Problem description: Output each record exactly, with nothing omitted.
┄┄┄┄┄┄┄┄┄┄
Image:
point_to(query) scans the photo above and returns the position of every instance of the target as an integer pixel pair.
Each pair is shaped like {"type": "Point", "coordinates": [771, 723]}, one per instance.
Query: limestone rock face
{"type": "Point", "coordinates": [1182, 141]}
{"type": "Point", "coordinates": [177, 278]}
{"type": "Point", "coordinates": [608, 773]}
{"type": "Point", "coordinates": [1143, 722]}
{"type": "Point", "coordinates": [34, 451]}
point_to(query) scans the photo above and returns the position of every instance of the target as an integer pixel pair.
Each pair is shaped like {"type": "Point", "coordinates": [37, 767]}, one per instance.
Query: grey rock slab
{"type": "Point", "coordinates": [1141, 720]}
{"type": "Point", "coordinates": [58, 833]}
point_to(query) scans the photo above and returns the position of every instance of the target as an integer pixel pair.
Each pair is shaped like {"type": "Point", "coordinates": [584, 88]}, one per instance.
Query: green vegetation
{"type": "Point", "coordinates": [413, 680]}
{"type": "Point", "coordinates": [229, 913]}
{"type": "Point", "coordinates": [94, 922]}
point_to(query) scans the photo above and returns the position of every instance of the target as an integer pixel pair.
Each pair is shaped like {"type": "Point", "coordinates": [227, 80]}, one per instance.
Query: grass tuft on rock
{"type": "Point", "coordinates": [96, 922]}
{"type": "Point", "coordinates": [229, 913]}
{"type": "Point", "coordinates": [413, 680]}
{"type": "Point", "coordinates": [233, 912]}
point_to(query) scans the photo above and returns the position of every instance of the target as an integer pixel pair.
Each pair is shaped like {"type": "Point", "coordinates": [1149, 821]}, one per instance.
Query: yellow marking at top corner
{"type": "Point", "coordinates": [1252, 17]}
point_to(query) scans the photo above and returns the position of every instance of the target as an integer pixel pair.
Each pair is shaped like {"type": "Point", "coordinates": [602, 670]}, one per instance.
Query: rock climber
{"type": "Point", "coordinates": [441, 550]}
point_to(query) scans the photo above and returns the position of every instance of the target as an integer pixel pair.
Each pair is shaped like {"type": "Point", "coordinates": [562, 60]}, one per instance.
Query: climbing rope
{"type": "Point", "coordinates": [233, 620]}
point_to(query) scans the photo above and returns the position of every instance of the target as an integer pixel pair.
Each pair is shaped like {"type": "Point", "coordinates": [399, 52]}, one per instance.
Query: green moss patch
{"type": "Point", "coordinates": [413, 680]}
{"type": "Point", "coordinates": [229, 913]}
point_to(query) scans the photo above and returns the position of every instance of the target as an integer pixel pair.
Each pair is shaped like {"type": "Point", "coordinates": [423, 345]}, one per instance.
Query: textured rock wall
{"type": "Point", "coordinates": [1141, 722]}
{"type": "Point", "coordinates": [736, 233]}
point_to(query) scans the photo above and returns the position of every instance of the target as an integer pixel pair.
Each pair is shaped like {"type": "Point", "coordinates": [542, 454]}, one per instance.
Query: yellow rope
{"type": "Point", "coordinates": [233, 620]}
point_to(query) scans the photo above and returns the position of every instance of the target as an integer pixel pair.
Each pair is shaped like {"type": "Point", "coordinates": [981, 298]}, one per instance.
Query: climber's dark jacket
┄┄┄┄┄┄┄┄┄┄
Output:
Image:
point_to(query) scans the photo above and returns the position of every instance of the target as an integer pixel pair.
Each pair is shaped like {"type": "Point", "coordinates": [771, 723]}, one per instance.
Query: limestone rock face
{"type": "Point", "coordinates": [1182, 141]}
{"type": "Point", "coordinates": [177, 278]}
{"type": "Point", "coordinates": [608, 773]}
{"type": "Point", "coordinates": [1143, 722]}
{"type": "Point", "coordinates": [34, 451]}
point_to(query) scans the photo above and returns the position of every instance of the target as an integer pixel pair.
Each pair is shaped like {"type": "Point", "coordinates": [37, 767]}, one per instance.
Query: grey rock slab
{"type": "Point", "coordinates": [1141, 720]}
{"type": "Point", "coordinates": [58, 833]}
point_to(query) scans the photo above and returns the position of every instance of the target as an integer pixel pair.
Each pair is shaped like {"type": "Point", "coordinates": [584, 88]}, one per instance.
Query: green vegetation
{"type": "Point", "coordinates": [413, 680]}
{"type": "Point", "coordinates": [229, 913]}
{"type": "Point", "coordinates": [94, 922]}
point_to(query) scans the photo above and returns the position of every instance of the target as an integer pixel pair.
Each pair is shaped like {"type": "Point", "coordinates": [227, 80]}, one per instance.
Query: grass tuft on rock
{"type": "Point", "coordinates": [96, 922]}
{"type": "Point", "coordinates": [229, 913]}
{"type": "Point", "coordinates": [413, 680]}
{"type": "Point", "coordinates": [233, 912]}
point_to(query) scans the photo above and returns the position of every instance of the target as an integer pixel pair.
Each pair is shaped like {"type": "Point", "coordinates": [1149, 821]}, one per instance.
Query: yellow marking at top corner
{"type": "Point", "coordinates": [1252, 17]}
point_to(query) scans the photo above and returns the position of every instance of the target as an integer pixel pair.
Each pair is shaped like {"type": "Point", "coordinates": [602, 670]}, one per instance.
Query: rock climber
{"type": "Point", "coordinates": [441, 550]}
point_to(query) scans the photo above and returns the position of every instance of the target as an integer pixel pair.
Each pair is shaped like {"type": "Point", "coordinates": [562, 60]}, one per instance.
Query: climbing rope
{"type": "Point", "coordinates": [233, 620]}
point_to(query) scans the photo above and returns the position of every instance of the target as an integer pixel pair.
Each pair is shaped like {"type": "Point", "coordinates": [399, 52]}, one per instance.
Query: green moss patch
{"type": "Point", "coordinates": [413, 680]}
{"type": "Point", "coordinates": [229, 913]}
point_to(query) scans the photo above and returns the position of every instance of the target as an integer pixel pair.
Each pair is shaped like {"type": "Point", "coordinates": [423, 345]}, one per instance.
Query: textured rock wall
{"type": "Point", "coordinates": [1141, 722]}
{"type": "Point", "coordinates": [736, 233]}
point_to(query) scans the photo above and returns the position of every instance of the target as an integer pixel pair.
Each pair is shaped like {"type": "Point", "coordinates": [542, 454]}, one per instance.
Query: yellow rope
{"type": "Point", "coordinates": [233, 620]}
point_to(query) scans the photo above and returns the position of every instance of the target as an integer pixel pair.
Each pair is shaped like {"type": "Point", "coordinates": [981, 298]}, one per instance.
Query: climber's dark jacket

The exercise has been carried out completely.